#### Extrait choisi
Azadeh Kian-Thiébaut : Pour l'instant, l'intensité des manifestations n'est pas la même qu'en décembre ou janvier dernier, même si les mouvements protestataires se répandent. Par exemple, jeudi il y avait des manifestations dans le centre de Téhéran.
On peut s'attendre à ce qu'elles prennent en ampleur compte-tenu de l'actuelle crise économique iranienne, de l'inflation, du prix des produits de premières nécessités et des denrées alimentaires qui ne cessent d'augmenter (actuellement ils auraient d'ores et déjà augmenté de 60%).
A Téhéran et à Ispahan (troisième ville du pays), le régime a commencé à réprimer ces mouvements protestataires : il y a eu plusieurs arrestations et les forces de l'ordre ont usé de bombes lacrymogènes.
La police est omniprésente lors de ces mouvements contestataires car le régime craint l'expansion de ce mécontentement. Pour le moment, les classes moyennes ne rejoignent pas les contestations mais le temps presse pour le pouvoir iranien.

Certains accusent les plus conservateurs des régimes d'en être à la source, d'autres les occidentaux. Qu'en est-il ?
########
#### Enregistrements
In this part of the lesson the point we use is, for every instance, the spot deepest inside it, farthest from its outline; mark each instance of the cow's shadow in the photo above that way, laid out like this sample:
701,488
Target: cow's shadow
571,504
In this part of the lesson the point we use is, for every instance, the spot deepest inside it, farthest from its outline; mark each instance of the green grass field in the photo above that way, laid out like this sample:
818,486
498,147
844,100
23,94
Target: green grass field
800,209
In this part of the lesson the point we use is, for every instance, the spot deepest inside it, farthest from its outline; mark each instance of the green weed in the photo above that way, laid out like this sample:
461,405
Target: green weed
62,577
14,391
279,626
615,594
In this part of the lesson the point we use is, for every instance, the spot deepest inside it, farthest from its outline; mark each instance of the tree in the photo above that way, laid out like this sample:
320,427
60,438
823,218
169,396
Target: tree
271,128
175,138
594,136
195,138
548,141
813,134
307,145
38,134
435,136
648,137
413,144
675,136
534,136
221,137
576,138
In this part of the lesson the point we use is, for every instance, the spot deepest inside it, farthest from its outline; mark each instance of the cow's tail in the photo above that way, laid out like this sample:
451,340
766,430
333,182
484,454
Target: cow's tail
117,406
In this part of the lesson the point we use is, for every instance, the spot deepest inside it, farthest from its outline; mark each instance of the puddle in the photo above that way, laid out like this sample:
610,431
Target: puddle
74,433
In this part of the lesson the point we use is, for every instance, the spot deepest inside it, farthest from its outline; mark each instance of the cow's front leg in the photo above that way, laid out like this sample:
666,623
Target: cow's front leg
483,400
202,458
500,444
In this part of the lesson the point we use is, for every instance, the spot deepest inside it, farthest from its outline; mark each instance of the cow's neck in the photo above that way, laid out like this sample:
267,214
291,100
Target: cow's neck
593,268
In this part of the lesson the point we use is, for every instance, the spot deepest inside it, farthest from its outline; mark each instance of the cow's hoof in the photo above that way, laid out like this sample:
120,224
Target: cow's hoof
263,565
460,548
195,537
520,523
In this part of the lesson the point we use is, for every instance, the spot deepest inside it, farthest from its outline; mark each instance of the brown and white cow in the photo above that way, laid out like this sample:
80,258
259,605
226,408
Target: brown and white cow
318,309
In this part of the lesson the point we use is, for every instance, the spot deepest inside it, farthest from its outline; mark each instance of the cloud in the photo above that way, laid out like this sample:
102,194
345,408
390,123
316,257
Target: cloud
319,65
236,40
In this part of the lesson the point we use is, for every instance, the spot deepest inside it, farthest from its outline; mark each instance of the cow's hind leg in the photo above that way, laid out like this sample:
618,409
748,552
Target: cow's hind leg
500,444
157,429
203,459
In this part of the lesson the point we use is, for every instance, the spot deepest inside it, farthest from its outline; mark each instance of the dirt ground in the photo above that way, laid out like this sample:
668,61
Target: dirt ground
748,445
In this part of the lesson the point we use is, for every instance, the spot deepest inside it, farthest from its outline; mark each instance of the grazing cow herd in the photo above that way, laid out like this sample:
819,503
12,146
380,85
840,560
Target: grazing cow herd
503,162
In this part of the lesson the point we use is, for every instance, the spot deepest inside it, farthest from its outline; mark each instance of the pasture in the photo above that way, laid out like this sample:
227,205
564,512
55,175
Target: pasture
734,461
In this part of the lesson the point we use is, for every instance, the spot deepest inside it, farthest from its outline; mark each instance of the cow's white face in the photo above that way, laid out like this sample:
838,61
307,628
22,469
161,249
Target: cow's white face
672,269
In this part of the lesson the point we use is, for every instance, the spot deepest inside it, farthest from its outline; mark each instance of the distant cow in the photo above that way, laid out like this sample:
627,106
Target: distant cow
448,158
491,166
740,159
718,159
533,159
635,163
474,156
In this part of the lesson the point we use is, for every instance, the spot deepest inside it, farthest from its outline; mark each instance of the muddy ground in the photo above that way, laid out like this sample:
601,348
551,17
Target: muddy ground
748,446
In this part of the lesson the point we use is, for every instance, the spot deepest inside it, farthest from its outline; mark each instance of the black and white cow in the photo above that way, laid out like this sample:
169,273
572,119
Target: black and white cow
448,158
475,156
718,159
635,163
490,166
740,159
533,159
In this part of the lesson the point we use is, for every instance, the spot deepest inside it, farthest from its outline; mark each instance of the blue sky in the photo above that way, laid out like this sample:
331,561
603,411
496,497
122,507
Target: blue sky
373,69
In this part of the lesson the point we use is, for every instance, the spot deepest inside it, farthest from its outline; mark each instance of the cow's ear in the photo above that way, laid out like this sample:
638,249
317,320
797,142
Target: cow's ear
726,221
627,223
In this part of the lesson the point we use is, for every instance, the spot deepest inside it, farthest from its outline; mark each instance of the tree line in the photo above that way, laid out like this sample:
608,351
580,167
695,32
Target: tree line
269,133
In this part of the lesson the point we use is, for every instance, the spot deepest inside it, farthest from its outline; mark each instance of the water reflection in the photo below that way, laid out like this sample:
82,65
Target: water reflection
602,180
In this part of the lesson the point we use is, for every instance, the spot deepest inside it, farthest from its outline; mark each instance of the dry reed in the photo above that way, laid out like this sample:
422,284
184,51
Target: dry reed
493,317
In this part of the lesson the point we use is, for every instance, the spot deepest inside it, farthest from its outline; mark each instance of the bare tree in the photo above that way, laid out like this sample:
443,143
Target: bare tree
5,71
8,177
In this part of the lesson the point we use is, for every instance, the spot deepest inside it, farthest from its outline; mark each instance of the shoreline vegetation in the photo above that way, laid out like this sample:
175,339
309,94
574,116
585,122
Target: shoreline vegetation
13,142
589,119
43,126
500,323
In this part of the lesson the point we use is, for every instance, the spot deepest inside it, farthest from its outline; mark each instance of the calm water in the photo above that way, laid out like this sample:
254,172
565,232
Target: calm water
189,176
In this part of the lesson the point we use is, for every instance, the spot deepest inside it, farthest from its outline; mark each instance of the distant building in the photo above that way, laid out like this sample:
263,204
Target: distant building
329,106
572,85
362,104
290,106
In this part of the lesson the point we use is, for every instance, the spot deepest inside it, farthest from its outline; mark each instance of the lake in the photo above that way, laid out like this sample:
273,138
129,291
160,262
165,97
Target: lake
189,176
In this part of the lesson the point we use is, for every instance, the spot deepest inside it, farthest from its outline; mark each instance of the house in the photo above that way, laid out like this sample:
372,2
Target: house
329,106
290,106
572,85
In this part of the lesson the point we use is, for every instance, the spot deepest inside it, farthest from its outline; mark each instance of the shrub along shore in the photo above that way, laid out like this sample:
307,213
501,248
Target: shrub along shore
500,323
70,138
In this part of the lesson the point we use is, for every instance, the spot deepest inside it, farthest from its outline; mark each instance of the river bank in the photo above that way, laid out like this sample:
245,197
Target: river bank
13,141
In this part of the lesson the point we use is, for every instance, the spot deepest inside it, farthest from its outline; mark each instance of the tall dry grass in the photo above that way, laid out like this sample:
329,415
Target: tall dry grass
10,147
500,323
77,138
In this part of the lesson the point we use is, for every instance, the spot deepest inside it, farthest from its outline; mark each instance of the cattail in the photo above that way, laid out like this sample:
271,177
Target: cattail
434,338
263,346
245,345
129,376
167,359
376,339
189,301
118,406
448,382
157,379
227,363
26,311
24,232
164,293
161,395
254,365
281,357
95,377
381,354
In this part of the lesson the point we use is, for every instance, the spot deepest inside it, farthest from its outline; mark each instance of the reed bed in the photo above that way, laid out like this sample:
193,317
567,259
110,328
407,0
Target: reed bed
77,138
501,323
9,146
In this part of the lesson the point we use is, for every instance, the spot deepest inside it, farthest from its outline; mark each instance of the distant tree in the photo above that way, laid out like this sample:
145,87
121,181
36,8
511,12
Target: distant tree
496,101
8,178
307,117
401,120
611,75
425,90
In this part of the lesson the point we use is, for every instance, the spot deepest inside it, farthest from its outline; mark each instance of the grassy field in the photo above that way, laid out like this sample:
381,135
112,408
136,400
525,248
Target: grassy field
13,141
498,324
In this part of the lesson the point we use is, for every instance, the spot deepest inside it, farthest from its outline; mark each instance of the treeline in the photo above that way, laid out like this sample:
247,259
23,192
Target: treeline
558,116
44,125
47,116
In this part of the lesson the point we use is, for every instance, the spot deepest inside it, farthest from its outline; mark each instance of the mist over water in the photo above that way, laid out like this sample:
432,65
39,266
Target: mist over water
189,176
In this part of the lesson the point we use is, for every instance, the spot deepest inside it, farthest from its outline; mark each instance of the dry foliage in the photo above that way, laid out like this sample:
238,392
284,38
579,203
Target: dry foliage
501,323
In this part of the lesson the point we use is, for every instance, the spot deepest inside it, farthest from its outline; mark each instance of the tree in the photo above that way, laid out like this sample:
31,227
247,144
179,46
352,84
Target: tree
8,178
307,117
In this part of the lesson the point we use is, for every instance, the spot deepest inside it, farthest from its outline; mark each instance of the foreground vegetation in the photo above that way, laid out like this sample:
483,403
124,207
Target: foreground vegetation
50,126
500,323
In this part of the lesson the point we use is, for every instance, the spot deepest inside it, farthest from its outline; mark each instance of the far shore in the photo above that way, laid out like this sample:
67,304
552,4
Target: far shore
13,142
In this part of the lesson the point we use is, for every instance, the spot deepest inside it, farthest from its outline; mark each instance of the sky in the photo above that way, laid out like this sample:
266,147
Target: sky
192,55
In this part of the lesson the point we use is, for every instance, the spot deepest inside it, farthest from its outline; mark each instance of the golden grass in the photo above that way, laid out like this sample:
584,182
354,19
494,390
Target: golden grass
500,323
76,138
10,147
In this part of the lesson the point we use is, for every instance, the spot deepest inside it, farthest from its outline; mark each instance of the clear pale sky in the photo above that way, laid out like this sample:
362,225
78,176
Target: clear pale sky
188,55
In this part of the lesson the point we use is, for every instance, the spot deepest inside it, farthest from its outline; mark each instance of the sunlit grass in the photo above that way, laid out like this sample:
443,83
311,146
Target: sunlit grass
########
### Exercices
• A. Recopiez le passage de l'extrait sur les manifestations en Iran compris entre « On peut s'attendre » et « Qu'en est-il ? », bornes incluses.
• B. Donnez la suite de l'extrait sur les manifestations en Iran.

### Réponses par exercice
• A.
On peut s'attendre à ce qu'elles prennent en ampleur compte-tenu de l'actuelle crise économique iranienne, de l'inflation, du prix des produits de premières nécessités et des denrées alimentaires qui ne cessent d'augmenter (actuellement ils auraient d'ores et déjà augmenté de 60%).
A Téhéran et à Ispahan (troisième ville du pays), le régime a commencé à réprimer ces mouvements protestataires : il y a eu plusieurs arrestations et les forces de l'ordre ont usé de bombes lacrymogènes.
La police est omniprésente lors de ces mouvements contestataires car le régime craint l'expansion de ce mécontentement. Pour le moment, les classes moyennes ne rejoignent pas les contestations mais le temps presse pour le pouvoir iranien.

Certains accusent les plus conservateurs des régimes d'en être à la source, d'autres les occidentaux. Qu'en est-il ?

• B.
Il ne pas faut oublier que les deux sources principales de ces mouvements sont la crise financière d'une part, et l'effondrement du Rial (monnaie iranienne) de l'autre. La gestion de l'économie nationale par le pouvoir a été très mauvaise. Le pouvoir demande à la population de se tirer la ceinture mais tous jours les iraniens apprennent que des milliards de dollars sont détournés par les dirigeants et leurs proches. La source de ces manifestations est donc simple : un quotidien de plus en plus difficile pour les couches populaires qui ne parvient plus à joindre les deux bouts.    
Cela étant dit, il est vrai que les conservateurs et les occidentaux jouent un rôle dans ces mouvements. Il existe de profondes tensions entre les ultras et les modérés. A titre d'exemple, le principal rival de Rohani (Ebrahim Raisi) tente de l'affaiblir dans sa ville de Masdhad (deuxième ville du pays). De ce fait, il n'est pas exclu que les conservateurs alimentent les manifestations et le mécontentement ambiant.
Les occidentaux et surtout les Etats-Unis en se retirant de l'accord sur le nucléaire et en infligeant de nouvelles sanctions aux pays ont également eu un impact sur la monté de cette colère. Hassan Rohani avait beaucoup misé sur l'ouverture du pays et sur la suppression des sanctions internationales qui devaient relancer l'économie locale, or rien de tout cela ne s'est produit. Provoquant une forte déception chez ses soutiens et renforçant ainsi le poids des conservateurs qui tentent désormais de le faire chuter.
Cependant pointer du doigt la seule responsabilité américaine serait une grosse erreur. Encore une fois, la mauvaise gestion de l'économie par le pouvoir en est une cause bien plus profonde.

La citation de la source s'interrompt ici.